Sorry if this question has already been asked, but can someone post a sample *.ces or *.gpx from the Cateye Stealth 50? I'm interested in the file format when I download a trip. Specifically, are the values for cadence and heartrate written to the *.ces and *.gpx files in an ASCII format (of course, including the GPS track)? Thanks.


----------



## derekbob (May 4, 2005)

I don't have a cadence or HR monitor but hopefully this will help


----------



## dnewborn (Sep 3, 2013)

derekbob, thanks for the quick reply. Were you recording heartrate and cadence during that ride? Looks like only lat/lon, elevation, speed, and time are recorded for each sample. And after looking at the GPX standard on GPX: the GPS Exchange Format, I doubt GPX handles HR and cadence.


----------



## derekbob (May 4, 2005)

I was not recording cadence or hr. I am getting a cadence/speed monitor today. You have the option to export a cateyeAtlas, gpx, or fit file using the cateye sync software, you may get more options with more sensors. There is a 1 button upload to strava option which is what I use.

I don't know about the info carried in each file type, I'm still new to GPS.


----------



## dnewborn (Sep 3, 2013)

I got my hands on a Stealth 50 and heartrate monitor this evening. If there are others out there who are interested in the same questions I had, here you go:

- The ASCII-based *.gpx file only contains lat/lon, elevation, speed, and time even if other sensors (HR, cadence, etc) are connected.
- But, the ASCII-based *.ces file (the "CATEYEAtlas" export option in the CATEYE Sync software) contains all of the data per time sample that the Stealth 50 records, e.g. lat/lon, elevation, speed, cadence, heartrate, power, time, and distance. If I get a chance tomorrow, I will post an example file of a *.ces.


----------



## Le Duke (Mar 23, 2009)

Any of you guys using these with a Mac?

If so, how is it working for you?


----------



## Two Jack (Sep 26, 2011)

I have been using the 50 for a few months now, with a Mac. I went to the Cateye after the third return of my Edge 500, enough was enough.

The Cateye is tough and well built. I like the display. The only thing that bugs me about it is the dedicated "sled" for charging and syncing, but that's what keeps it waterproof.

The software upgrades are improving it a little each time.


----------



## slcpunk (Feb 4, 2004)

Two Jack said:


> I have been using the 50 for a few months now, with a Mac. I went to the Cateye after the third return of my Edge 500, enough was enough.

[Coordinate labeling records]
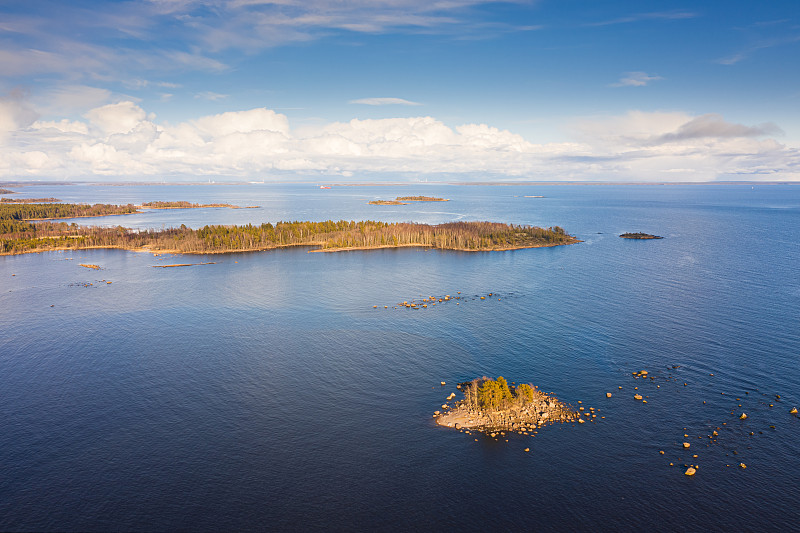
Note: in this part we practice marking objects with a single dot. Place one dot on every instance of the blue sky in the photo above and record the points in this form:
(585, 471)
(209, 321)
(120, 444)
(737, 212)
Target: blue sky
(400, 89)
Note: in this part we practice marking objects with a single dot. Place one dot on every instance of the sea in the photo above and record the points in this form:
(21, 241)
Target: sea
(286, 390)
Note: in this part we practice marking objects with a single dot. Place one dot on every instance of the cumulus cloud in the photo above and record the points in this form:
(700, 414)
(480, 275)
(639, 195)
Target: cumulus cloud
(635, 79)
(383, 101)
(15, 113)
(121, 117)
(122, 139)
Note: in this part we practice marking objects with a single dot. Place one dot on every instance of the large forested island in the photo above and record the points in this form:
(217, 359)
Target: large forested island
(493, 405)
(18, 234)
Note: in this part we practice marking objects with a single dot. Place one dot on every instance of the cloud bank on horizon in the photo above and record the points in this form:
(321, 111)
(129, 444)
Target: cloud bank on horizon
(365, 90)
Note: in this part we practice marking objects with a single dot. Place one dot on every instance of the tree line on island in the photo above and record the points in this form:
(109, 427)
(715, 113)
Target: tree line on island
(18, 235)
(487, 394)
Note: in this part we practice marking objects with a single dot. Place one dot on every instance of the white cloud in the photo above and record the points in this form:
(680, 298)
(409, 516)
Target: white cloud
(122, 117)
(15, 113)
(123, 140)
(383, 101)
(636, 79)
(208, 95)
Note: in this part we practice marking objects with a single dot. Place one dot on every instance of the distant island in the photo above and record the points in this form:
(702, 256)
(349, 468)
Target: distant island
(387, 202)
(639, 236)
(494, 405)
(18, 234)
(403, 200)
(421, 199)
(28, 200)
(188, 205)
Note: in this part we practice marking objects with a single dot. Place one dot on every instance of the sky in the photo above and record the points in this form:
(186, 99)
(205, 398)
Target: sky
(400, 90)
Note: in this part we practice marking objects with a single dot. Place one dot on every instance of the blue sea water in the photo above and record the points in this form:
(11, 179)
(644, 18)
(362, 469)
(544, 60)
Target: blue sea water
(266, 392)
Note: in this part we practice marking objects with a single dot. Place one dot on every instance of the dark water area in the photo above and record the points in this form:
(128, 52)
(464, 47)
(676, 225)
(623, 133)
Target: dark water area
(265, 391)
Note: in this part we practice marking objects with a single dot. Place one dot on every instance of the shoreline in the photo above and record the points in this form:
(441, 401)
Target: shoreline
(276, 247)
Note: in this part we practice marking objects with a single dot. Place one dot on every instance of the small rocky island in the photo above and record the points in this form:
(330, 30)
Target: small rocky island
(639, 235)
(403, 200)
(493, 405)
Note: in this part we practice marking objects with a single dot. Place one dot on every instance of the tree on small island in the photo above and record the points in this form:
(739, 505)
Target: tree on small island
(639, 235)
(491, 405)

EXERCISES TO COMPLETE >>
A. Swap "example file" for "sample file" in the part of the forum thread that opens with the words containing "- But, the ASCII-based" and closes with "working for you?", and give that part.
B. Put the records from the line containing "instance of the sky" through the end of the records into a Markdown table with the columns Row and Line. Number each row and leave out blank lines.
The records are unrelated to the forum thread.

PROBLEM SOLUTIONS >>
A.
- But, the ASCII-based *.ces file (the "CATEYEAtlas" export option in the CATEYE Sync software) contains all of the data per time sample that the Stealth 50 records, e.g. lat/lon, elevation, speed, cadence, heartrate, power, time, and distance. If I get a chance tomorrow, I will post an sample file of a *.ces.


----------



## Le Duke (Mar 23, 2009)

Any of you guys using these with a Mac?

If so, how is it working for you?

B.
| Row | Line |
|---|---|
| 1 | Note: in this part we practice marking objects with a single dot. Place one dot on every instance of the sky in the photo above and record the points in this form: |
| 2 | (186, 99) |
| 3 | (205, 398) |
| 4 | Target: sky |
| 5 | (400, 90) |
| 6 | Note: in this part we practice marking objects with a single dot. Place one dot on every instance of the blue sea water in the photo above and record the points in this form: |
| 7 | (11, 179) |
| 8 | (644, 18) |
| 9 | (362, 469) |
| 10 | (544, 60) |
| 11 | Target: blue sea water |
| 12 | (266, 392) |
| 13 | Note: in this part we practice marking objects with a single dot. Place one dot on every instance of the dark water area in the photo above and record the points in this form: |
| 14 | (128, 52) |
| 15 | (464, 47) |
| 16 | (676, 225) |
| 17 | (623, 133) |
| 18 | Target: dark water area |
| 19 | (265, 391) |
| 20 | Note: in this part we practice marking objects with a single dot. Place one dot on every instance of the shoreline in the photo above and record the points in this form: |
| 21 | (441, 401) |
| 22 | Target: shoreline |
| 23 | (276, 247) |
| 24 | Note: in this part we practice marking objects with a single dot. Place one dot on every instance of the small rocky island in the photo above and record the points in this form: |
| 25 | (330, 30) |
| 26 | Target: small rocky island |
| 27 | (639, 235) |
| 28 | (403, 200) |
| 29 | (493, 405) |
| 30 | Note: in this part we practice marking objects with a single dot. Place one dot on every instance of the tree on small island in the photo above and record the points in this form: |
| 31 | (739, 505) |
| 32 | Target: tree on small island |
| 33 | (639, 235) |
| 34 | (491, 405) |